Written task.
List every line in the rows below that contains the word "each".

-- START Data to use --

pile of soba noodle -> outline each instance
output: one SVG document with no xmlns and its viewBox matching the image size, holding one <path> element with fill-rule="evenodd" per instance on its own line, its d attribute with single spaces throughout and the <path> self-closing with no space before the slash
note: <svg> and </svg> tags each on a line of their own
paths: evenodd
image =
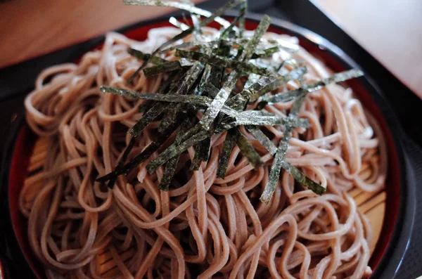
<svg viewBox="0 0 422 279">
<path fill-rule="evenodd" d="M 209 36 L 216 32 L 205 30 Z M 260 202 L 273 158 L 243 127 L 264 167 L 255 169 L 235 147 L 225 179 L 217 178 L 223 133 L 212 138 L 210 158 L 198 171 L 188 169 L 194 149 L 182 154 L 169 191 L 158 188 L 162 167 L 151 175 L 146 171 L 151 158 L 120 176 L 113 190 L 95 181 L 114 169 L 130 140 L 127 131 L 142 115 L 139 107 L 144 102 L 103 93 L 99 87 L 155 92 L 165 75 L 147 79 L 141 72 L 132 84 L 125 84 L 142 63 L 127 53 L 127 47 L 151 53 L 179 32 L 151 30 L 141 42 L 110 33 L 102 50 L 87 53 L 79 64 L 43 71 L 26 98 L 27 123 L 47 138 L 48 150 L 42 169 L 30 176 L 22 190 L 20 205 L 28 219 L 30 246 L 47 277 L 370 275 L 369 224 L 347 192 L 383 187 L 386 150 L 377 124 L 352 90 L 340 85 L 307 96 L 299 116 L 309 119 L 310 128 L 293 131 L 287 152 L 290 163 L 326 187 L 322 196 L 295 183 L 283 171 L 270 202 Z M 286 35 L 267 33 L 264 37 L 297 44 Z M 291 56 L 305 61 L 307 83 L 331 74 L 304 49 L 293 54 L 282 51 L 271 59 L 279 63 Z M 172 53 L 167 57 L 175 59 Z M 298 86 L 290 82 L 277 91 Z M 265 109 L 284 116 L 292 105 L 281 103 Z M 154 122 L 143 131 L 129 157 L 151 143 L 158 126 Z M 278 145 L 284 127 L 265 129 Z"/>
</svg>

-- END Data to use --

Completed task.
pile of soba noodle -> outline each instance
note: <svg> and </svg> tags each on a line of their own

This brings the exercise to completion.